- The request -
Copy each line below without leaving any out.

- Records -
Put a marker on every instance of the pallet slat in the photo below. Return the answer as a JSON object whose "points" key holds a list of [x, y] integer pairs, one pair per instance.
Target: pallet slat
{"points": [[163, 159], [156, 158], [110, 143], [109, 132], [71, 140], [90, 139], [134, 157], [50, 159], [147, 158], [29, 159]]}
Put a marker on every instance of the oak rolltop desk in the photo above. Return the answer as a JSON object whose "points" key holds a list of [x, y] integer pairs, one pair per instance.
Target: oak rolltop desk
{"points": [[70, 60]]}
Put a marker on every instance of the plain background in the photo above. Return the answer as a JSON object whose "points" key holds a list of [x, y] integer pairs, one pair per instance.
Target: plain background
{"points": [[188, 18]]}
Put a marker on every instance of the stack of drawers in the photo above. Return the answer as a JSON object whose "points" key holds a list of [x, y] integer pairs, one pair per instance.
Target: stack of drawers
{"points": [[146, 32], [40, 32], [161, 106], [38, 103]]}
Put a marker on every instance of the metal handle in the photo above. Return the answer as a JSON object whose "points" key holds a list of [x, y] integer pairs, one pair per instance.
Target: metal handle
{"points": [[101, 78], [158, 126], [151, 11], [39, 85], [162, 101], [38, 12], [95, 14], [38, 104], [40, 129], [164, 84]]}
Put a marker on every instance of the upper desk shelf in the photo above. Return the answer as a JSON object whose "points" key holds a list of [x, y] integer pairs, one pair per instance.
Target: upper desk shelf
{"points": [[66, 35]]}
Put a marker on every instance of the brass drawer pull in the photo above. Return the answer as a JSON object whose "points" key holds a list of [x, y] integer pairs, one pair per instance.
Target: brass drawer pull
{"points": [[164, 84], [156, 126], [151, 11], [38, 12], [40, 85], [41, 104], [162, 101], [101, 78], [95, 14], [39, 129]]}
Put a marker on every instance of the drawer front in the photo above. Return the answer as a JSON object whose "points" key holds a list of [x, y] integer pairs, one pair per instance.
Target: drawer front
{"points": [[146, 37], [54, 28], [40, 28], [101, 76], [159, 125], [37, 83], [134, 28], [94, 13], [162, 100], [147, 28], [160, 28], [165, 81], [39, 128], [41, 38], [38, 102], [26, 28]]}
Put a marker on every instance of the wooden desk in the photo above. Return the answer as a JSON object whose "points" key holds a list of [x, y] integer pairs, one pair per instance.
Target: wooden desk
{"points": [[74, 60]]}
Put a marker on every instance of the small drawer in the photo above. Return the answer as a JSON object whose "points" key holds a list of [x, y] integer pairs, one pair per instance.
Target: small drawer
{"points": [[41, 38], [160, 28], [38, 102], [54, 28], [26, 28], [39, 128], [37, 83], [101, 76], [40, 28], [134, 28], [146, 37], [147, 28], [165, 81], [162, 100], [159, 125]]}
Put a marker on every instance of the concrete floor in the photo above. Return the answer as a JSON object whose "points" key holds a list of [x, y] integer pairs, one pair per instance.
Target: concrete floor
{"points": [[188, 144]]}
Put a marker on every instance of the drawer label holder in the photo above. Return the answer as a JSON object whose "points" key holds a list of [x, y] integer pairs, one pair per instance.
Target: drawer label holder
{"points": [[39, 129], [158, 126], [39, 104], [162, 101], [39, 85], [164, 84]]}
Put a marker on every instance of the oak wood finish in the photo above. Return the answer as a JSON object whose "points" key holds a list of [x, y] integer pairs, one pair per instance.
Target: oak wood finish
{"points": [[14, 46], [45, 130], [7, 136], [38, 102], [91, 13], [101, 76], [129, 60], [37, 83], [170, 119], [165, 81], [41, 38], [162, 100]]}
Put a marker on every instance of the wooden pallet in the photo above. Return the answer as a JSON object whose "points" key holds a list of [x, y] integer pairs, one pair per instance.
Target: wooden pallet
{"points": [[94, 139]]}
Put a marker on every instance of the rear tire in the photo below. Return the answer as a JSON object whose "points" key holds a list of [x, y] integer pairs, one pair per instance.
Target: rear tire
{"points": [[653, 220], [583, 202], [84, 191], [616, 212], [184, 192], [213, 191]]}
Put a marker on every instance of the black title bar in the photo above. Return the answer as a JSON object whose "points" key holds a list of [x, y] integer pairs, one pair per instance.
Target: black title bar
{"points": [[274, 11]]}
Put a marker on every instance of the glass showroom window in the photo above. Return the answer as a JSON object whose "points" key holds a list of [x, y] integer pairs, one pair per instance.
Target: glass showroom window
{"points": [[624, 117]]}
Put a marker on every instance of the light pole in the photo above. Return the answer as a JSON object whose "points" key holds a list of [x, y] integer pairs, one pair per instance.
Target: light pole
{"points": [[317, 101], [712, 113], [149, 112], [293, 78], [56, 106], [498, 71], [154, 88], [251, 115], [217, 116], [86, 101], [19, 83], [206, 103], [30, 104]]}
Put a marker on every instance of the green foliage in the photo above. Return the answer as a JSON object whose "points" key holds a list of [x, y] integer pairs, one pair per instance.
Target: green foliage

- The answer -
Put a marker on every instance of the pallet slat in the photo below. Return the answer as a JSON object whose "points" key holds a list of [x, y] integer pairs, one pair per instance.
Target: pallet slat
{"points": [[163, 159], [156, 158], [110, 143], [109, 132], [71, 140], [90, 139], [134, 157], [50, 159], [147, 158], [29, 159]]}
Put a marker on every instance of the oak rolltop desk in the photo above. Return the answer as a JSON object whose "points" key holds a list of [x, y] integer pairs, one pair per instance.
Target: oak rolltop desk
{"points": [[70, 60]]}
Put a marker on every instance of the plain background in the photo above. Return the answer as a JSON object whose "points" key holds a list of [x, y] integer pairs, one pair per instance.
Target: plain background
{"points": [[188, 18]]}
Put a marker on every instance of the stack of drawers in the photo above. Return the answer as a JSON object whose "points" key holds a list of [x, y] integer pairs, one pair per instance.
Target: stack of drawers
{"points": [[146, 32], [40, 32], [161, 106], [38, 103]]}
Put a marker on every instance of the metal handle in the photo above. Return the answer as a JSON object whose "points" key holds a list of [x, y] integer pairs, one pair per instance.
Target: metal handle
{"points": [[101, 78], [158, 126], [151, 11], [39, 85], [162, 101], [38, 12], [95, 14], [38, 104], [40, 129], [164, 84]]}
Put a marker on every instance of the upper desk shelf in the photo above. Return the answer as a JSON object whose "points" key holds a list of [x, y] integer pairs, one pair per instance.
Target: upper desk shelf
{"points": [[66, 35]]}
Put a marker on every instance of the brass drawer pull in the photo above. Return the answer as a JSON object whose "points" key holds a list of [x, y] integer pairs, one pair per instance.
Target: brass drawer pull
{"points": [[164, 84], [156, 126], [151, 11], [38, 12], [40, 85], [41, 104], [162, 101], [101, 78], [95, 14], [39, 129]]}
Put a marker on every instance of the drawer front in the photo above. Return the answer as a JSON object whose "points" key holds a list of [x, y] integer pairs, one pair per instance.
Target: drawer front
{"points": [[146, 37], [54, 28], [40, 28], [101, 76], [159, 125], [37, 83], [134, 28], [94, 13], [162, 100], [147, 28], [160, 28], [165, 81], [39, 128], [41, 38], [38, 102], [26, 28]]}
Put a marker on every instance of the wooden desk in the photo above. Return the answer as a JSON object whose "points" key holds a list of [x, y] integer pairs, one pair per instance.
Target: wooden desk
{"points": [[74, 60]]}
Put a marker on every instance of the small drawer in the photo above. Return the answer as a JSON object whose "points" key holds a list of [x, y] integer pairs, one pair per instance.
Target: small drawer
{"points": [[41, 38], [160, 28], [38, 102], [54, 28], [26, 28], [39, 128], [37, 83], [101, 76], [40, 28], [134, 28], [146, 37], [147, 28], [165, 81], [162, 100], [159, 125]]}
Put a marker on every instance of the concrete floor in the photo above. Return the answer as a JSON object whose "points" key holds a list of [x, y] integer pairs, one pair per instance.
Target: concrete floor
{"points": [[188, 144]]}
Put a marker on every instance of the drawer label holder in the photo above. Return the answer as a JSON object whose "points" key holds a list of [x, y] integer pairs, one pair per instance.
Target: drawer label holder
{"points": [[39, 129], [158, 126], [39, 104], [162, 101], [39, 85], [164, 84]]}
Put a marker on every instance of the oak wood finish in the photo above. Return the answer as a JSON object whose "points" key holds a list of [x, y] integer pairs, one pair per instance.
Target: oak wood finish
{"points": [[14, 46], [45, 130], [7, 136], [38, 102], [91, 13], [101, 76], [129, 60], [37, 83], [170, 119], [165, 81], [41, 38], [162, 100]]}
Put a marker on every instance of the wooden pallet in the photo above. Return the answer as a JSON object whose "points" key holds a list of [x, y] integer pairs, one pair per instance.
Target: wooden pallet
{"points": [[94, 139]]}
Put a marker on every instance of the rear tire in the photo below. Return the answer as a JSON object whose "points" key holds a list of [x, y] integer pairs, one pair per instance.
Target: rear tire
{"points": [[653, 220], [583, 202], [84, 191], [616, 212], [184, 192], [213, 191]]}
Put a marker on every instance of the black title bar in the photo above. Return the answer as a JSON object whose "points" key holds a list of [x, y] integer pairs, one pair per instance.
Target: black title bar
{"points": [[274, 11]]}
Put a marker on every instance of the glass showroom window in the photo above. Return the answer as a JSON object whose "points" key holds a list of [x, y] integer pairs, one pair per instance.
Target: glass showroom window
{"points": [[624, 117]]}
Put a marker on every instance of the light pole in the photo above. Return the answer as a JSON object whose "points" key holds a list of [x, y] integer pairs, one pair per instance.
Target: light pole
{"points": [[317, 101], [712, 113], [149, 112], [293, 78], [56, 106], [498, 71], [154, 88], [251, 115], [217, 116], [86, 101], [19, 83], [206, 103], [30, 104]]}
Put a marker on every instance of the green foliage in the photo above. Return the answer as a JSON object whose "points" key holds a list of [x, y] integer pairs, one pair per instance.
Target: green foliage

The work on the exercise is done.